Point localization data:
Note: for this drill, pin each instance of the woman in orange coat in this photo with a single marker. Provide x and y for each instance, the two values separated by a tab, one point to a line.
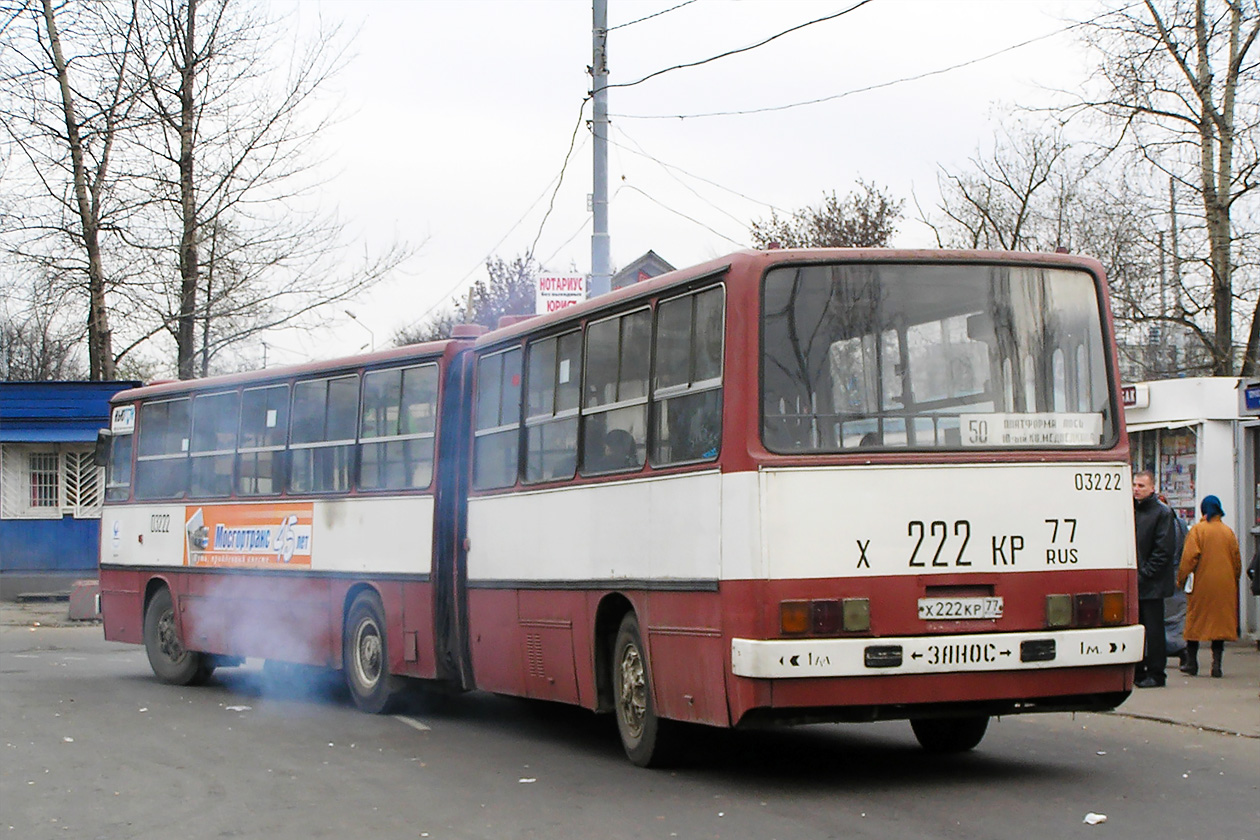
1211	554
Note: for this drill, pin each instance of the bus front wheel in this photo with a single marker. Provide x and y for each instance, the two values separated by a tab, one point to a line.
645	737
949	734
170	660
366	656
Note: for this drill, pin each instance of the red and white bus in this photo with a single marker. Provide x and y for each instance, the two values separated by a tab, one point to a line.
781	486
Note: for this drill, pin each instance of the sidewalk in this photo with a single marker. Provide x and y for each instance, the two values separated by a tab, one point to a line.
53	612
1229	705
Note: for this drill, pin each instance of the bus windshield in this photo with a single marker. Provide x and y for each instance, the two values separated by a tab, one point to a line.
933	355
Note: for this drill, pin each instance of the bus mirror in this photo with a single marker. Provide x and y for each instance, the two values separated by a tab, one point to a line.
101	452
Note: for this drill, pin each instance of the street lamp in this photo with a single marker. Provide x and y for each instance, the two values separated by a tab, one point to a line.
372	336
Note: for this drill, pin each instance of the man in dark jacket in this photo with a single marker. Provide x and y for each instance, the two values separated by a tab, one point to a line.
1157	568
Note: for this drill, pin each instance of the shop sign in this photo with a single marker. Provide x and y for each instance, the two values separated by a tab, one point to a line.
1135	396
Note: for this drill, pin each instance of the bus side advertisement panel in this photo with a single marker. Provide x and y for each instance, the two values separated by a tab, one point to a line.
248	535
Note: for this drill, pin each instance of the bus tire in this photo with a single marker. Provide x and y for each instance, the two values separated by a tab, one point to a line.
170	660
949	734
366	656
644	736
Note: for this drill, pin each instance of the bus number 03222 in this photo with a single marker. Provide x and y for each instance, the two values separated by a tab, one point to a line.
1104	481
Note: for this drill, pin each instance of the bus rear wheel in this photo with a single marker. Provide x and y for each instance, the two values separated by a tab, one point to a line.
170	660
366	656
645	737
949	734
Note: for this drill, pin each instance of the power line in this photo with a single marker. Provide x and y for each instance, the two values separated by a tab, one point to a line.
742	49
687	187
560	179
664	11
856	91
573	236
556	180
663	205
643	153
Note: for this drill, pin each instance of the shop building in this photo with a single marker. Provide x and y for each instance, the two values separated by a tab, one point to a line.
51	490
1201	436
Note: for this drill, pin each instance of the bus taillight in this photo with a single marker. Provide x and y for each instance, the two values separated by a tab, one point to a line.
824	617
1113	607
1089	610
1085	610
794	617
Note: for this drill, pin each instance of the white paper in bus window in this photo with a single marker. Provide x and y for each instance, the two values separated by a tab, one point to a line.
1059	428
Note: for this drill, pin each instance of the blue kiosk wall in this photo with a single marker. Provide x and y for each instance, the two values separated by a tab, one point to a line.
49	489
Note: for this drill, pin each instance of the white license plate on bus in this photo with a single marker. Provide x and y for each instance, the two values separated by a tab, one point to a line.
959	608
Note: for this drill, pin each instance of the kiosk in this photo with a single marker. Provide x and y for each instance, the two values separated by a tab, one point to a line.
1201	436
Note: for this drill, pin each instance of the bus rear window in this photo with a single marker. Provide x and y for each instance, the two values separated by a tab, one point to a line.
933	355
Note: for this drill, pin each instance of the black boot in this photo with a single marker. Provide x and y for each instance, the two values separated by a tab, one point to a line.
1191	664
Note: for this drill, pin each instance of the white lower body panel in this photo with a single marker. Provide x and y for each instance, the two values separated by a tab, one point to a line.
814	658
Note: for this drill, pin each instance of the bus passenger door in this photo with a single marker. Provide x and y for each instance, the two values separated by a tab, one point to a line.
450	529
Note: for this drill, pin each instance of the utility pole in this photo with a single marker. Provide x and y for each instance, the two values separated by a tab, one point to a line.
601	270
1179	336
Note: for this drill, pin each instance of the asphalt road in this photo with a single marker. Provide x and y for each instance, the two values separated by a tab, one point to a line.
92	746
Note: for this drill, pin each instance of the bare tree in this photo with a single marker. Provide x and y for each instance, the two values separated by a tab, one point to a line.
508	289
864	218
177	139
229	163
1014	198
1182	88
35	341
64	121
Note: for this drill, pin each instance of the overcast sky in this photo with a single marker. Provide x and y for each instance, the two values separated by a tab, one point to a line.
458	117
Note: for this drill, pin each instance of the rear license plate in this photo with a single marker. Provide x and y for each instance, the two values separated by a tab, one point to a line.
959	608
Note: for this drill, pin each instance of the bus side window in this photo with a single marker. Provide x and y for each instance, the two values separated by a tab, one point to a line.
213	450
553	385
396	437
497	438
618	353
321	435
261	448
161	455
687	385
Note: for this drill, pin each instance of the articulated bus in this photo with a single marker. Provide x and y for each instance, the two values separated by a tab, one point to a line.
784	486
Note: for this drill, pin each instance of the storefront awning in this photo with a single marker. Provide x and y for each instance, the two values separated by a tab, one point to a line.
57	435
1143	427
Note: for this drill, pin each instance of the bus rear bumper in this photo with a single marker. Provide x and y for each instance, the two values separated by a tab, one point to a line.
953	654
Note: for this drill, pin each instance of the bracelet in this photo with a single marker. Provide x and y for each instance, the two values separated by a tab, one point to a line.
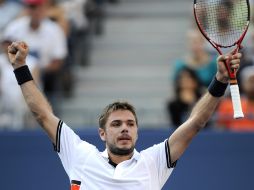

■ **Aim of the exercise**
All of the entries above should be duplicated exactly, except for the pictures.

■ **Your response**
Note: for this drill, pin each instance of the woman in orange coat in this photo with a single marker. Provide x and y for each instance, the two values separated by a tab, one point to a line.
1211	554
Note: for this drill, pin each instance of the bus front wheel in this photo with a single marker. Provide x and y for each instance, the two values separated by a tab, one point to a line.
645	737
949	734
170	660
366	656
Note: for this drill, pin each instance of the red and white bus in this photo with a single marker. Provide x and y for each instance, the two values separated by a tab, one point to a line.
781	486
Note: for this drill, pin each instance of the sidewalk in this photo with a single marker. Provide x and y for each instance, the two values separated by a tab, one point to a line.
53	612
1229	705
Note: for this drill, pin each instance of the bus windshield in this photo with a single marker. Provide x and y for each instance, the two values separated by a tab, one point to a line.
933	355
Note: for this drill, pin each instance of the bus mirror in this photo with a single marker. Provide x and y for each instance, the two values separated by a tab, one point to a line.
101	452
Note: for this drill, pin each instance of the street lamp in this photo with a single marker. Provide x and y for each instance, the two values separated by a tab, one point to a line.
372	336
Note: for this drill, pin each instance of the man in dark jacket in this photo with a single marker. Provide x and y for each instance, the two values separated by a tab, one point to a line.
1157	568
Note: for this drill, pin each instance of the shop sign in this photo with a single marker. Provide x and y for each instance, the two values separated by a tab, one point to a line.
1135	396
Note: for this drill, pin each instance of the bus side advertisement panel in this photo with a single marker. Provide x and y for each instance, the two values separated by a tab, one point to a line.
248	535
Note: for this drill, pin each instance of the bus tire in this photo with a single marker. Provide x and y for each instance, the two values separated by a tab, one point to a line.
170	660
949	734
366	656
644	736
Note: for this drill, pin each instance of the bus number 03222 in this photo with a single marker. Provide x and y for each instance, the two values separated by a tab, one point to a line.
1104	481
Note: for this drill, pin each instance of the bus rear wheel in this photo with a single marker. Provide x and y for each instance, the two values separated by a tab, one point to a line.
170	660
366	656
645	737
949	734
Note: for this drill, pin each instance of the power line in this photo with a single marker. Provide x and y for each instance, the two values separated by a tab, one point to a line.
742	49
687	187
560	179
664	11
856	91
573	236
556	180
663	205
643	153
Note: for this drill, pin each instance of the shop building in this photo with a single marker. Provide x and y for each instance, the two values separated by a tab, one point to a line.
51	490
1201	436
Note: for this drill, pin each instance of the bus taillight in this photo with a single marker. Provide x and y for each instance, the two values separated by a tab, one point to a line.
824	617
1113	607
1089	610
1085	610
794	617
Note: for this drill, pin each instance of the white paper in bus window in this photo with a single marker. Provide x and y for each instance, the two values separated by a tab, one point to a line.
1059	428
Note: for this drill, pin each instance of the blue kiosk wall in this photo with a single marker. Provide x and y for each instance, the two values separated by a tab, one point to a line.
49	489
Note: for this drill, pin each instance of the white license plate on bus in this photo with a single marker. Provide x and y for each instance, the two values separated by a tab, one point to a line.
959	608
Note: for this drill, pin each instance of the kiosk in this photo with a single marker. Provide x and y for each instance, the two values separated by a tab, one point to a line.
1201	436
Note: for this drill, pin each instance of the bus rear window in this photo with a single marker. Provide x and y for each instance, the two values separated by a tab, one point to a line.
933	355
Note: for this drill, pin each instance of the black boot in this photo with a single marker. Provide x and y for each instance, the two values separated by a tab, one point to a line.
1191	664
Note: for this drill, pin each instance of the white lower body panel in this photo with a single marker. Provide x and y for each instance, the two values separated by a tab, one point to a line.
814	658
Note: for this drill, pin each instance of the bus passenger door in this photo with a single marker. Provide x and y for each instance, the two values separated by a tab, one point to a line.
450	529
Note: for this drill, pin each instance of the utility pole in this photo with a single marker. Provide x and y for each instance, the two values separated by a tab, one point to a line.
601	270
1179	336
Note: for this drill, pin each instance of the asphalt road in this photo with a single marker. Provide x and y for each instance, the two values separated by a tab, one point to a line.
92	746
Note: for this drill, pin each instance of the bare tree in this photo with a single marker. Provide x and y for each instance, the two values separated by a tab, one point to a line.
508	289
864	218
177	139
229	163
1014	198
1182	88
35	341
64	121
Note: for this drill, pin each instance of the overcast sky in this photo with a single marker. Provide x and y for each instance, the two values separated by a tab, one point to a line.
458	117
Note: for this drill, pin each instance of the rear license plate in this photo with a single marker. Provide x and y for each instance, the two values separated by a tab, one point to a line.
959	608
Note: for this drill, pin each instance of the bus side window in this photo with a single marker. Provide x and y for each instance, the two values separated by a tab, one point to a line.
213	450
553	385
396	437
497	438
618	353
321	435
261	448
161	455
687	385
Note: for this drill, pin each instance of the articulated bus in this photo with a single marker. Provide x and y for each instance, the two values separated by a tab, one point to a line.
784	486
Note: for this drill, pin each instance of the storefront awning in this photo with a single marker. Provide x and y for each instance, the two values separated by a tab, one point to a line.
57	435
1143	427
Note: for this drill, pin each instance of the bus rear bumper in this photo with a single marker. Provide x and y for each instance, the two values separated by a tab, one point to a line.
953	654
Note: for this drill, pin each instance of the bracelet in this photo with a single marker. Provide x and y for each instance, the two values separated by a tab, one point to a line.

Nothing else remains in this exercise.